Given problem: Render every line of the items below as a Markdown table with the columns "Row" (a running row number) and "Line" (the line itself), skipping blank lines. Omit the pictures from the table.

— START Data in this exercise —

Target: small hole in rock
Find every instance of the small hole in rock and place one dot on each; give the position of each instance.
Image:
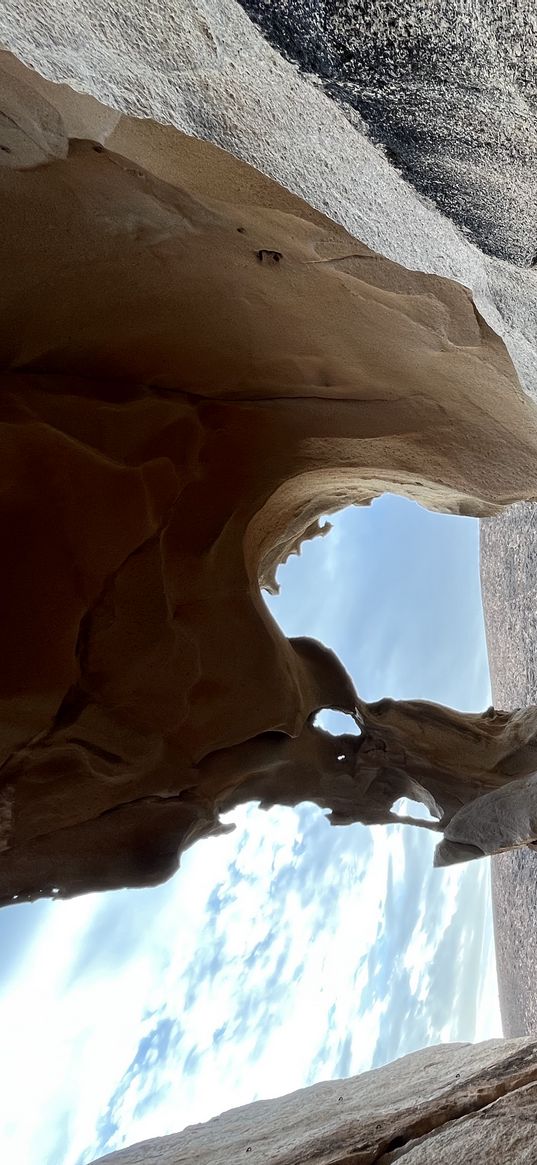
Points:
(407, 807)
(337, 724)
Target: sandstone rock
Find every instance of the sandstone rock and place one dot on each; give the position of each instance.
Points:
(446, 1103)
(196, 365)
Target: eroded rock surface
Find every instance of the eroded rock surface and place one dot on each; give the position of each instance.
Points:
(446, 1103)
(195, 366)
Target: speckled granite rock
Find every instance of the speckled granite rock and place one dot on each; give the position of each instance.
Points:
(443, 1105)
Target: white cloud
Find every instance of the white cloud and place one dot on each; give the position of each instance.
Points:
(282, 953)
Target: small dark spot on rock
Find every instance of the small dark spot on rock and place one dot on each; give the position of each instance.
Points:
(269, 256)
(396, 1143)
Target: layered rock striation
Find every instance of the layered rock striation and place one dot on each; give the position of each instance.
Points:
(196, 365)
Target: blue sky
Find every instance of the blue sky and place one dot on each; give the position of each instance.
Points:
(288, 951)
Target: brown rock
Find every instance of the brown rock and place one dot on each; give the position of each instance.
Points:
(175, 414)
(447, 1103)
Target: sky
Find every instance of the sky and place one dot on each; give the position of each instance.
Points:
(288, 951)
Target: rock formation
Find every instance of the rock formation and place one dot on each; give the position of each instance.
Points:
(449, 1103)
(196, 364)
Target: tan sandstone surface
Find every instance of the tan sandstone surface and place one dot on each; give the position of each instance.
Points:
(192, 371)
(443, 1105)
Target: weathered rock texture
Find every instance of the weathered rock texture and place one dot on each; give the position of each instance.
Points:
(509, 588)
(197, 365)
(449, 1103)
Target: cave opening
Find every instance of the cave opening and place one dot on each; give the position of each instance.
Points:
(283, 952)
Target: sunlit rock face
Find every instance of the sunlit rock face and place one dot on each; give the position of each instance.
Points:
(196, 364)
(454, 1102)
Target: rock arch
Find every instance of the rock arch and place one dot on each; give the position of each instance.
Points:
(195, 365)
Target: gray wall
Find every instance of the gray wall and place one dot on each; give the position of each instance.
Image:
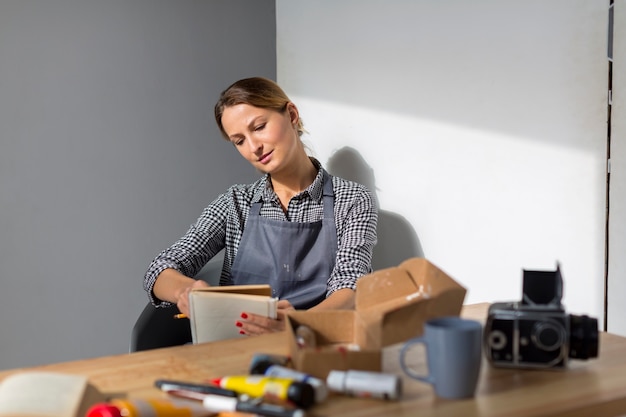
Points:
(108, 152)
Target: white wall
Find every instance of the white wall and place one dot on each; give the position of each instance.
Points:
(482, 125)
(109, 151)
(617, 216)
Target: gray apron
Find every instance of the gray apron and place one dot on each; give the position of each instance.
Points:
(296, 259)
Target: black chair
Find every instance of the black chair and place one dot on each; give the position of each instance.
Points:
(157, 327)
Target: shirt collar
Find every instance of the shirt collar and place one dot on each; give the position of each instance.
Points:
(266, 193)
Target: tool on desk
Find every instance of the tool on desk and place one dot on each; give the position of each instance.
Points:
(258, 386)
(365, 384)
(156, 407)
(269, 369)
(171, 385)
(263, 360)
(218, 404)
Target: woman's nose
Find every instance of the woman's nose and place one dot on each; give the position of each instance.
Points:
(255, 145)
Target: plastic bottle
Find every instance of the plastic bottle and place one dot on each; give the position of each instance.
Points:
(148, 408)
(365, 384)
(269, 369)
(257, 386)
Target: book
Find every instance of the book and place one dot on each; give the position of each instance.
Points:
(47, 394)
(215, 310)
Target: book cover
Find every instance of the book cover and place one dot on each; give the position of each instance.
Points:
(215, 310)
(47, 394)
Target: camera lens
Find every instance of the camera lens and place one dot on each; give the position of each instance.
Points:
(548, 336)
(583, 337)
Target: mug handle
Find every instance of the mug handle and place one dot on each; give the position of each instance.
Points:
(409, 371)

— END Data in this exercise —

Finished answer:
| Row | Line |
|---|---|
| 1 | Target: small hole in rock |
| 2 | Find every instance of the small hole in rock and place one dot on each; give the position of each instance. |
| 3 | Image: |
| 4 | Points: |
| 5 | (407, 807) |
| 6 | (337, 724) |
| 7 | Target: sandstone rock |
| 8 | Find every instance of the sandstone rock and place one dot on each; give the position of each instance. |
| 9 | Points: |
| 10 | (446, 1103) |
| 11 | (196, 365) |
| 12 | Target: eroded rock surface |
| 13 | Find every instance of the eroded rock surface and place one dot on each; give the position of each instance. |
| 14 | Points: |
| 15 | (446, 1103) |
| 16 | (195, 366) |
| 17 | Target: speckled granite rock |
| 18 | Find every instance of the speckled granite rock and place one dot on each; give the position of each instance. |
| 19 | Points: |
| 20 | (443, 1105) |
| 21 | Target: white cloud |
| 22 | Find every instance of the white cloud and place one dot on each; give the position of each instance. |
| 23 | Points: |
| 24 | (282, 953) |
| 25 | Target: small dark spot on rock |
| 26 | Find every instance of the small dark spot on rock and place one dot on each; give the position of each instance. |
| 27 | Points: |
| 28 | (269, 256) |
| 29 | (396, 1143) |
| 30 | Target: layered rock striation |
| 31 | Find every instance of the layered rock striation and place one dot on each; give the position of each instance. |
| 32 | Points: |
| 33 | (196, 365) |
| 34 | Target: blue sky |
| 35 | Find every instance of the blue sky and place one dot on each; give the position of each instance. |
| 36 | Points: |
| 37 | (288, 951) |
| 38 | Target: brown rock |
| 39 | Find every instance of the brown rock and place one dot on each; give the position of each instance. |
| 40 | Points: |
| 41 | (175, 414) |
| 42 | (447, 1103) |
| 43 | Target: sky |
| 44 | Find every instance of the sky and place one dot on each; give the position of each instance. |
| 45 | Points: |
| 46 | (288, 951) |
| 47 | Target: rock formation |
| 48 | Find every instance of the rock formation and place one dot on each; give the position of each instance. |
| 49 | Points: |
| 50 | (449, 1103) |
| 51 | (196, 364) |
| 52 | Target: tan sandstone surface |
| 53 | Find every instance of the tan sandstone surface and place one dot on each; give the position of each instance. |
| 54 | Points: |
| 55 | (192, 371) |
| 56 | (443, 1105) |
| 57 | Target: weathered rock texture |
| 58 | Find every instance of the weathered rock texture and place one dot on each; give the position of each instance. |
| 59 | Points: |
| 60 | (509, 588) |
| 61 | (197, 365) |
| 62 | (449, 1103) |
| 63 | Target: cave opening |
| 64 | Find every instance of the cave opening and place one dot on each; give the position of each instance. |
| 65 | Points: |
| 66 | (283, 952) |
| 67 | Target: sunlit rock face |
| 68 | Find every instance of the sunlit rock face and place one dot on each; give the position of each instance. |
| 69 | Points: |
| 70 | (196, 364) |
| 71 | (454, 1102) |
| 72 | Target: rock arch |
| 73 | Find every instance of the rock arch and place one dot on each; give the position of each instance. |
| 74 | Points: |
| 75 | (195, 365) |
| 76 | Target: gray wall |
| 77 | Find every instance of the gray wall and place one dot on each; give the position of each instance. |
| 78 | Image: |
| 79 | Points: |
| 80 | (108, 152) |
| 81 | Target: white wall |
| 82 | Find every instance of the white wall and place one dot on each; give the position of each instance. |
| 83 | Points: |
| 84 | (482, 125) |
| 85 | (109, 151) |
| 86 | (617, 216) |
| 87 | Target: gray apron |
| 88 | Find every instance of the gray apron and place one dot on each; give the position of each instance. |
| 89 | Points: |
| 90 | (296, 259) |
| 91 | Target: black chair |
| 92 | Find every instance of the black chair and place one dot on each; give the position of each instance. |
| 93 | Points: |
| 94 | (157, 327) |
| 95 | Target: shirt collar |
| 96 | Find every instance of the shirt collar and place one dot on each; give the position of each instance. |
| 97 | Points: |
| 98 | (266, 193) |
| 99 | Target: tool on desk |
| 100 | Find every instance of the tool on desk and place one dot on each; give the position of each instance. |
| 101 | Points: |
| 102 | (258, 386) |
| 103 | (365, 384) |
| 104 | (156, 407) |
| 105 | (269, 369) |
| 106 | (171, 385) |
| 107 | (263, 360) |
| 108 | (218, 404) |
| 109 | Target: woman's nose |
| 110 | Find every instance of the woman's nose and place one dot on each; give the position of each instance. |
| 111 | Points: |
| 112 | (255, 145) |
| 113 | Target: plastic bottle |
| 114 | Find every instance of the plastic bottle and place one dot on each; give the position of each instance. |
| 115 | Points: |
| 116 | (148, 408) |
| 117 | (365, 384) |
| 118 | (269, 369) |
| 119 | (257, 386) |
| 120 | Target: book |
| 121 | Find every instance of the book and place one dot on each; give the position of each instance. |
| 122 | Points: |
| 123 | (47, 394) |
| 124 | (215, 310) |
| 125 | Target: book cover |
| 126 | Find every instance of the book cover and place one dot on each; give the position of each instance. |
| 127 | Points: |
| 128 | (215, 310) |
| 129 | (47, 394) |
| 130 | Target: camera lens |
| 131 | Find every instance of the camera lens and place one dot on each; give the position of each instance. |
| 132 | Points: |
| 133 | (548, 336) |
| 134 | (583, 337) |
| 135 | Target: mug handle |
| 136 | Find every instance of the mug handle and place one dot on each; give the position of each instance. |
| 137 | Points: |
| 138 | (409, 371) |